**PROBLEM TO SOLVE**
Quote verbatim the lines of the records below from the one containing "My supervisor asked me to locate the metal" through the one containing "xmin=204 ymin=76 xmax=211 ymax=84", including both of those lines.

Saved entries
__________________________________________________

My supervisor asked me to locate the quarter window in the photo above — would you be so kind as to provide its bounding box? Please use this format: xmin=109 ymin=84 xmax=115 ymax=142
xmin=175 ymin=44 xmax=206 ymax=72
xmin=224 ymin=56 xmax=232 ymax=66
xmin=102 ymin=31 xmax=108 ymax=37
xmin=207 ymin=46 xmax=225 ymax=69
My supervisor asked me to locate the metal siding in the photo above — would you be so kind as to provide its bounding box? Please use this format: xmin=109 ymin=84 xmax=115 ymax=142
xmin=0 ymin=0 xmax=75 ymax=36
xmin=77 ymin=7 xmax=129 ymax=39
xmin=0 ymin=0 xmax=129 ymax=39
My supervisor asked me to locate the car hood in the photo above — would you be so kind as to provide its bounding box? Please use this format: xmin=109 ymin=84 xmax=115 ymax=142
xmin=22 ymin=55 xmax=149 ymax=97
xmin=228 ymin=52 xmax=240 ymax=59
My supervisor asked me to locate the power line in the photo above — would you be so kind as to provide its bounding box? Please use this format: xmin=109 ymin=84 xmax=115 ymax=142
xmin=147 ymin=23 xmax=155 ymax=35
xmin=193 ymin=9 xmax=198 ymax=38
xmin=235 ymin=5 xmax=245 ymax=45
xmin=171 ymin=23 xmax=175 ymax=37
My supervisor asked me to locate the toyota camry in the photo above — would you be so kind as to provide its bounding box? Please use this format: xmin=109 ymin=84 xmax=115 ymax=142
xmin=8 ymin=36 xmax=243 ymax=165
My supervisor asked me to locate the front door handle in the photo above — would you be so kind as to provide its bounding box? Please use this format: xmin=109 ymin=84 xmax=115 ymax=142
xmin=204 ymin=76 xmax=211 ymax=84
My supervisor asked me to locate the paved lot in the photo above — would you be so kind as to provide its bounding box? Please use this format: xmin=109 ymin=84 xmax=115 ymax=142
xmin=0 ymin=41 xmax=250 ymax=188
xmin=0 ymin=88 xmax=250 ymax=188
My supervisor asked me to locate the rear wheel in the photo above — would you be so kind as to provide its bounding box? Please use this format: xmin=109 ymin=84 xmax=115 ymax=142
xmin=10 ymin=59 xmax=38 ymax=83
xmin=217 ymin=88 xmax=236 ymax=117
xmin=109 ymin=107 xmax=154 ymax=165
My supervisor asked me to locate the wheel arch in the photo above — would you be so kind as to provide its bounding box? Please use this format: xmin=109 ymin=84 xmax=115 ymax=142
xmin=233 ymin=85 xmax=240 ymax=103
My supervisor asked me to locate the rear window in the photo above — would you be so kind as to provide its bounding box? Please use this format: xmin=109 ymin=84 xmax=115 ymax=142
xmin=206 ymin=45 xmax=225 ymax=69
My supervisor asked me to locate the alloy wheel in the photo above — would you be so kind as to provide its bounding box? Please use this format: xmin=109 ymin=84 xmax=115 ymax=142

__________________________________________________

**OUTPUT OF THE EXERCISE**
My supervisor asked me to locate the metal siding in the photo above — would you be so kind as to provide its bounding box? Please use this format: xmin=109 ymin=84 xmax=115 ymax=142
xmin=0 ymin=0 xmax=75 ymax=36
xmin=77 ymin=7 xmax=129 ymax=39
xmin=0 ymin=0 xmax=129 ymax=39
My supervisor asked me to locate the car hood in the photo above — would you be so kind as to provide its bounding box? Please use this format: xmin=109 ymin=84 xmax=115 ymax=142
xmin=22 ymin=55 xmax=149 ymax=97
xmin=228 ymin=52 xmax=240 ymax=59
My supervisor asked me to locate the power line in the photo above — would you be so kind as to provide its bounding box? Please use this format: xmin=109 ymin=84 xmax=115 ymax=142
xmin=147 ymin=23 xmax=155 ymax=35
xmin=193 ymin=9 xmax=198 ymax=38
xmin=235 ymin=5 xmax=245 ymax=45
xmin=171 ymin=23 xmax=175 ymax=37
My supervisor asked me to locate the toyota camry in the photo above — would you be so kind as to provide its bounding box? Please use this format: xmin=109 ymin=84 xmax=115 ymax=142
xmin=8 ymin=36 xmax=243 ymax=165
My supervisor asked me to locate the front door handle in the photo above — would you be so kind as to provide its bounding box? Please use this format: xmin=109 ymin=84 xmax=115 ymax=142
xmin=204 ymin=76 xmax=211 ymax=84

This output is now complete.